▸ Selected passage
To be honest, I have missed many ground balls in my eight years of playing softball. I knew if I was about to miss the ball, it was better to stay in front it than go chasing it into the outfield. But as soon as this one bounced up and hit me in the jaw I knew something had moved. In weeks to come my jaw would lock while I was eating, pop almost every time it opened too wide, and be sore as I woke up each morning.
An appointment with the oral and facial surgeon confirmed that the cartilage had been displaced when I took that softball to the face and surgery was needed to correct it.
Senior year of high school the pain increased, and a second MRI showed the cartilage had now almost completely dissolved. Additionally, the disintegration of my lower jaw caused it to begin running into my airway. The doctor explained that I was practically breathing through a straw instead of a garden hose.
I was also thrilled to find out (please take note of the sarcasm) that even though I was faithful in wearing my post-middle-school-braces-retainer for the past five years, I would be required to go into my freshman year of college with braces to prep my bite for a total jaw joint replacement surgery. Oh! And I would be in them for 6 months after the summer surgery. Haha, I was overjoyed.
Second semester of freshman year came, the braces had been on for four months now, the final cat scan had been done, the custom titanium jaw joints were being made, and my summer was planned around the surgery that would take place the first week of June and the 6-week-recovery that would follow.
Regardless of what was to come, every service, every altar call, every prayer for healing I was there. For three years I prayed. For three years I believed I would be healed whether supernaturally or through surgery. February 28th, 2018 I was healed. I took a deep breath in and felt my disintegrating jaw move forward. I was supernaturally healed!
Now I got to wait a month between the healing and the next doctors appointment, which would determine whether or not I had been healed or still required surgery. Within that month is when I took the step of faith to sell t-shirts to raise money for a missions trip that I would only be able to take part in if I did not need the surgery. God opened door after door to share my testimony and He continued to increase my faith with every new opportunity He presented me.
The Sunday before I would go home for this appointment I felt my stomach drop at the thought of the doctor saying I still needed surgery. For the past month I had told my story, sold t-shirts, and raised money, all in faith of a healing that I didn't even have a doctor's confirmation of. This appointment seemed like the moment of truth.

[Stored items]
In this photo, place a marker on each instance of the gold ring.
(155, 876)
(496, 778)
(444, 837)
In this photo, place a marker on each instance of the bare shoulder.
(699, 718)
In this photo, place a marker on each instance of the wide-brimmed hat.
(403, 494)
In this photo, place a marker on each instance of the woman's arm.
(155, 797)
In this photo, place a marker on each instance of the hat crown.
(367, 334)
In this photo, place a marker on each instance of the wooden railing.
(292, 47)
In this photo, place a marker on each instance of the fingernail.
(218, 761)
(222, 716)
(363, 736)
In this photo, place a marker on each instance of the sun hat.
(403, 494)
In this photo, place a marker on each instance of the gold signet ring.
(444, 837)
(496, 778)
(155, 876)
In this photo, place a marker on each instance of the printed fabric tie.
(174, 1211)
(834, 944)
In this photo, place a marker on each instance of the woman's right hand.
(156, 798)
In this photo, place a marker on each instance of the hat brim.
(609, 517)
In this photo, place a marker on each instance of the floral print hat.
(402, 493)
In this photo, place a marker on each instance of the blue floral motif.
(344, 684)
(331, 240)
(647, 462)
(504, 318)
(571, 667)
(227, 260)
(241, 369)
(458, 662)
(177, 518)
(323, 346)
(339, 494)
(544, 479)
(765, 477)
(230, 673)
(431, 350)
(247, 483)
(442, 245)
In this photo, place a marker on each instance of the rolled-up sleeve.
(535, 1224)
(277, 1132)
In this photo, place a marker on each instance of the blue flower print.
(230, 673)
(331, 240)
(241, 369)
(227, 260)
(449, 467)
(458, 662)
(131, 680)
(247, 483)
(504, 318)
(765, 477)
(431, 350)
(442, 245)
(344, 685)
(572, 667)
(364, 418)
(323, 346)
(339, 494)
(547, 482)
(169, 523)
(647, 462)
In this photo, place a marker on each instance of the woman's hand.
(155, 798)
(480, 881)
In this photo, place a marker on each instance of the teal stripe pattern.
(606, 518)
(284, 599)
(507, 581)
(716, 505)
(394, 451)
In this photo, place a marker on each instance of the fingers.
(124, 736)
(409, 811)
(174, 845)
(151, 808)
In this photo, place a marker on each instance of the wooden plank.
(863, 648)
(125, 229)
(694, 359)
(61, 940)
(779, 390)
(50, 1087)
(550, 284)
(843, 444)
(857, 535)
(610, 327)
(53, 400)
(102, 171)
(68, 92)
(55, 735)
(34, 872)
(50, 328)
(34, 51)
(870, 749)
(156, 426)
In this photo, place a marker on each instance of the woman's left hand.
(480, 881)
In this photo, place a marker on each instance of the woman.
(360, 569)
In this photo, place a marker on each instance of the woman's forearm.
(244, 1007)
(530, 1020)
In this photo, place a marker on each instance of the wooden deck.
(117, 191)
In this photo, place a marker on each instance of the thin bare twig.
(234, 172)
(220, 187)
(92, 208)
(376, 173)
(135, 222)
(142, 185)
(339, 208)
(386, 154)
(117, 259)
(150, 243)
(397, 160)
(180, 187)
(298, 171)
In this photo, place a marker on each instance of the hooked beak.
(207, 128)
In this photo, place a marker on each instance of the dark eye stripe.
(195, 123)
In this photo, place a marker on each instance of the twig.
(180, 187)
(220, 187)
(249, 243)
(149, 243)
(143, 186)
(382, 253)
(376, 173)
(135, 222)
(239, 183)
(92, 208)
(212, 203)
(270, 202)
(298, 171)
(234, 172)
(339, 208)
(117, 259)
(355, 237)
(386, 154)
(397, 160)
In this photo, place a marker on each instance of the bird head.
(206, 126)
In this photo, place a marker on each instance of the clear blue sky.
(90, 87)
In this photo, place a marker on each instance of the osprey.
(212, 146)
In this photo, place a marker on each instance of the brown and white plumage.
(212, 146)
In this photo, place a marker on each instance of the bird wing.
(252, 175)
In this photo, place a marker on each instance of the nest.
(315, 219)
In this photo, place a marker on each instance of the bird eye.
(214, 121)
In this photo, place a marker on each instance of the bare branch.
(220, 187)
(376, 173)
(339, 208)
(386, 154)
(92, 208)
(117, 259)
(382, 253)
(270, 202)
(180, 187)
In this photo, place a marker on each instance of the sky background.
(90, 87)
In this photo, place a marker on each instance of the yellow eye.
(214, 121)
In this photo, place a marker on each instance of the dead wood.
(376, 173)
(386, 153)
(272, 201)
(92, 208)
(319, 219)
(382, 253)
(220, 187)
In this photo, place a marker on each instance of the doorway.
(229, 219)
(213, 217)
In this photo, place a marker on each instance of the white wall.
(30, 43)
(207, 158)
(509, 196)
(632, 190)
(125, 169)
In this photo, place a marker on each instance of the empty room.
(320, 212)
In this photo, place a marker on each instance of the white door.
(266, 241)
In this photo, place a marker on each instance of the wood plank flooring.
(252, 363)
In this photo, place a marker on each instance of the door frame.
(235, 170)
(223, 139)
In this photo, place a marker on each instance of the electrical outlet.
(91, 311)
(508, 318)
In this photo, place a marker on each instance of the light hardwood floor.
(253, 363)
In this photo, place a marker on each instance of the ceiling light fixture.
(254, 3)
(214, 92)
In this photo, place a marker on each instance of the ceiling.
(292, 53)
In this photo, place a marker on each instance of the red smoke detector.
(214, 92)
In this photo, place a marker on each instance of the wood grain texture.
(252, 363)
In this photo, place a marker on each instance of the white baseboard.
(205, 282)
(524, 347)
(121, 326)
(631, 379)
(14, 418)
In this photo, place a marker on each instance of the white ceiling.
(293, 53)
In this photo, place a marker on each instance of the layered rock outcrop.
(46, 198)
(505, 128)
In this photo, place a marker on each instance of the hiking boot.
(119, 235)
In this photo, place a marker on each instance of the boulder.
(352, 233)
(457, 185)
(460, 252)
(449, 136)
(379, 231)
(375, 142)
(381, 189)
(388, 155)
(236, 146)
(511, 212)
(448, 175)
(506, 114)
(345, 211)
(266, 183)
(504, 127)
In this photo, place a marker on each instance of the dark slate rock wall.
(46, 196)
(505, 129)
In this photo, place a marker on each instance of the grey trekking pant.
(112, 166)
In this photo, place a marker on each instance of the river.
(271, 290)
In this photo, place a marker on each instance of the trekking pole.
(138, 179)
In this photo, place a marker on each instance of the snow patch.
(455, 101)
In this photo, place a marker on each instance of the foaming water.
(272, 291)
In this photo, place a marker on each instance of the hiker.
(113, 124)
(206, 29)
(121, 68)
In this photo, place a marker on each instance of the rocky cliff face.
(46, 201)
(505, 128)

▸ Work instructions
Type out the account of the jaw injury word for word, from "The Sunday before" to "moment of truth.". These records are separate from the account of the jaw injury.

▸ Reply to the exercise
The Sunday before I would go home for this appointment I felt my stomach drop at the thought of the doctor saying I still needed surgery. For the past month I had told my story, sold t-shirts, and raised money, all in faith of a healing that I didn't even have a doctor's confirmation of. This appointment seemed like the moment of truth.